▸ **TEXT BLOCK**
━━━━━━━━━━━━━━━━━━━━━━━━━━━━━━
You may not know it, but you’re in the concrete business…
And if you’re not, you should be. Because it’ll get you more of what you want out of every aspect of your life. And, it’ll let you tell, sell and persuade more people to do more for things…for you, for them and for the world.
When I say concrete, though, I’m not talking about the stuff skyscrapers are built upon, I’m talking about concrete…the adjective.
adjective – pertaining to or concerned with realities or actual instances rather than abstractions; particular (opposed to general ): concrete ideas.
The concrete I’m talking about the the opposite of abstract, general, vague. It’s graphic, vivid, detailed. And, adding this quality to the way you operate in the world can be very powerful on both a behavioral and communications level.
Concrete benefits and goals provide far more effective motivation that vague ones.
Case in point. In the beginning of Summer, we challenged my daughter to complete a number of workbooks relevant to each of her school subjects. Our goal wasn’t to give her a competitive edge, that’s not what motivates us. Rather, it was to help set her up to feel confident when she began school in September.
Sure enough, August rolled around and most of the workbooks lay barely written in. I’ve never been one to use substantial material rewards to motivate my daughter, but I’ve also come to realize not everyone has the same visceral joy of learning that I do.
So, we made my daughter an offer we thought she couldn’t refuse.
The deal was–finish every exercise in every workbook (more than 100 pages) before we left on our trip to the Outer Banks, and we’d get her an iPod nano.
“Are you serious?” came the enthusiastic answer? “For real?!”
So, we agreed and figured out how many pages she’d need to complete each day to reach her goal. The next morning she did all her pages, plus two. The morning after that she hit her cap. The next, she fell a page or two short. And, by the end of two weeks, the workbooks and the goal had lost their motivational luster. I’d remind her about the iPod and she’d reaffirm her desire for it, then ebb into some other activity.
Hmmm, what gives?
We defined the goal, made it concrete, even looked at colors at the Apple store every once in a while. But, I began to wonder if, in her 8 year old easily distracted mind, the simple “idea” of the iPod wasn’t really concrete enough to serve as motivation for daily action. So, I decided to test a theory.
The next morning, when my daughter awakened, I greeted her with breakfast…and a satiny white bag with drawstrings from the Apple store. She tore into it to find a shiny new iPod nano in the color she’d been jonesing for. As she went to peel the tape off the plastic container that housed her shiny new object, though, I said, “not so fast…”
━━━━━━━━━━━━━━━━━━━━━━━━━━━━━━
▸ **RECORDS SHOWN**
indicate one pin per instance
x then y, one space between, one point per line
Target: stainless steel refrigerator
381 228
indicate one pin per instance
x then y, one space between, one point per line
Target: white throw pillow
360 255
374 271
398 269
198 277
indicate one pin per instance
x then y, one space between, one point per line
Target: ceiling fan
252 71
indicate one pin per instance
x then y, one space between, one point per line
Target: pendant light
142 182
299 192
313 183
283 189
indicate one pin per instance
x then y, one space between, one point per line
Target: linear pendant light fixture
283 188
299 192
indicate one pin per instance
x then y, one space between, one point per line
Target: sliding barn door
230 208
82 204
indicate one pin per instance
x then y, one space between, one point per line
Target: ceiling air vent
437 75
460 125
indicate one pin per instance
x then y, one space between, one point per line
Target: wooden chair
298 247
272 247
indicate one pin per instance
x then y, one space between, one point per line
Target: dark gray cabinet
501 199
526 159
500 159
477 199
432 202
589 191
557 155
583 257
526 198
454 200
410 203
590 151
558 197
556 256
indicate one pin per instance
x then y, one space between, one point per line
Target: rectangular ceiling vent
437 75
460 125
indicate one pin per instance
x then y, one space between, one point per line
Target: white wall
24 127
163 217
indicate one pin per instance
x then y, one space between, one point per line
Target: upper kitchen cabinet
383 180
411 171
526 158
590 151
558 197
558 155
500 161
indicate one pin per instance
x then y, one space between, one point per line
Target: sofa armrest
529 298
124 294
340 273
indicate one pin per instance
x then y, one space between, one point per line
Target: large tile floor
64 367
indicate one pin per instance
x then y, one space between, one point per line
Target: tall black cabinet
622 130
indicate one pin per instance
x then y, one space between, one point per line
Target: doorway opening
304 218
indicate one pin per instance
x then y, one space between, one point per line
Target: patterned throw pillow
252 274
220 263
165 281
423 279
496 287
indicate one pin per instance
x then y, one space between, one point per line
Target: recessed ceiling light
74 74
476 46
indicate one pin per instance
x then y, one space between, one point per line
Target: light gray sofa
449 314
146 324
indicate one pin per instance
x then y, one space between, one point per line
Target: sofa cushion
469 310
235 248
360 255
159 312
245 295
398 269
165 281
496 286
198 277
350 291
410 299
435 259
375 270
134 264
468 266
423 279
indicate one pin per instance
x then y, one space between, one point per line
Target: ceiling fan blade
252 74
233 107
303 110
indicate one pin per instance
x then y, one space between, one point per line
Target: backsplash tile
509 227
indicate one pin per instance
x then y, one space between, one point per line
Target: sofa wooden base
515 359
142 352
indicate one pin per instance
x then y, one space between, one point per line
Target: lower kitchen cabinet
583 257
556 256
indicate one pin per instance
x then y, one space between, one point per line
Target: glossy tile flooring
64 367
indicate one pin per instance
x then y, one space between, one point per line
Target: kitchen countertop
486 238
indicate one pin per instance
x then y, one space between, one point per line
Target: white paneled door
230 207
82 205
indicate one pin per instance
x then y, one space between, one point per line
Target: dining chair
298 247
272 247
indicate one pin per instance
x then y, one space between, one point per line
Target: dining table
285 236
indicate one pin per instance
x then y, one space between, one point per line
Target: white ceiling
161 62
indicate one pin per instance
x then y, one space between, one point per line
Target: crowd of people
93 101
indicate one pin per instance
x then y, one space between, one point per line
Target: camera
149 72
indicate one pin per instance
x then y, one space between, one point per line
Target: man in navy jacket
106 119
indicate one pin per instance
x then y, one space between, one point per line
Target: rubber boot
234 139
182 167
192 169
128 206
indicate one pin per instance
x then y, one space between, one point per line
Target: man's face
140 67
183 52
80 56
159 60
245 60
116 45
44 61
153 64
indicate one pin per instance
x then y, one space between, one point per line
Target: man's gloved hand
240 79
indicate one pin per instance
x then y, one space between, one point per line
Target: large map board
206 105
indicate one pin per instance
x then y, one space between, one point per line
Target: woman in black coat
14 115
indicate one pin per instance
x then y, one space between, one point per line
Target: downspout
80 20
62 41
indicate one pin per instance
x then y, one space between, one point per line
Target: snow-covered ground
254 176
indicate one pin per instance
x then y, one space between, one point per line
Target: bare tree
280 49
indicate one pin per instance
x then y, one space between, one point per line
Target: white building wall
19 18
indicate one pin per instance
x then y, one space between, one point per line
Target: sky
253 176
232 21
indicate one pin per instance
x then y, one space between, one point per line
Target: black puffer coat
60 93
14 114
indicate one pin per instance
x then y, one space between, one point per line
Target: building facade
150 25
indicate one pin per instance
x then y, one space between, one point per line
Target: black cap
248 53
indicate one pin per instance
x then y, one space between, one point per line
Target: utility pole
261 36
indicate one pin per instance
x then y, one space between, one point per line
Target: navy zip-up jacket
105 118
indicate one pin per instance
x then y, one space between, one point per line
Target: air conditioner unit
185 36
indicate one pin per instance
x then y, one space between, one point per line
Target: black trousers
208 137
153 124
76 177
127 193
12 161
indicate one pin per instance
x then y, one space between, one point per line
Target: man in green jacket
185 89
━━━━━━━━━━━━━━━━━━━━━━━━━━━━━━
▸ **THE TASKS**
1/ In the essay on concrete motivation, which three words does the sentence beginning "The concrete I'm talking about" give as the opposite of concrete?
2/ Write the next part of the essay on concrete motivation, picking up right after its final sentence.

▸ **RESULTS IN ORDER**
1/ Abstract, general, vague.

2/
“The iPod is yours,” I said, “only if you finish all your workbooks, before we leave.” At that point, there was a lot of work left to be done and only a week to do it.
Step 2, I then placed the iPod, in it’s clear plastic case, on top of the TV, which had been one of her major distractions. This served two sneaky purposes. One, it would be front and center in her sphere of awareness every day. And, two, was where the sneaky part came in. I knew that the juxtaposition of the iPod and the TV would create an anchor that said “TV equals no iPod.”
So, what happened?
She worked harder in the next 7 days than I’ve ever seen her work on a sustained project. Every day, she’d pick up the iPod case, handle it, ogle the contents, then put it down and power through her required pages. If she missed a day or fell short, she’d make up the missed work the following day.
I have to confess to being amazed at how much more powerful a motivator the actual object of the desire was, versus the idea of the desired object.
So, in the end, it all came down to how much concrete I could pour.
Because, the more concrete the reward, the stronger the bond with the desired outcome and the greater the need to resolve the tension between where you are and where you want to go/what you want to get.
As always, I’m curious whether you guys have ever experienced anything like this in your own lives, with your own goals or in the quest to motivate others?
Is this the real power behind vision boards, buying that 5 size too small bikini 5 months before summer or walking past the Hummer dealership on your way to work every day?
And, here’s the real open question for me…
When the desired outcome is not about acquiring something material or external, but rather about attaining a deeper, more intrinsic goal, can you still pour enough concrete to make a difference? Especially when it comes to kids
What do you think?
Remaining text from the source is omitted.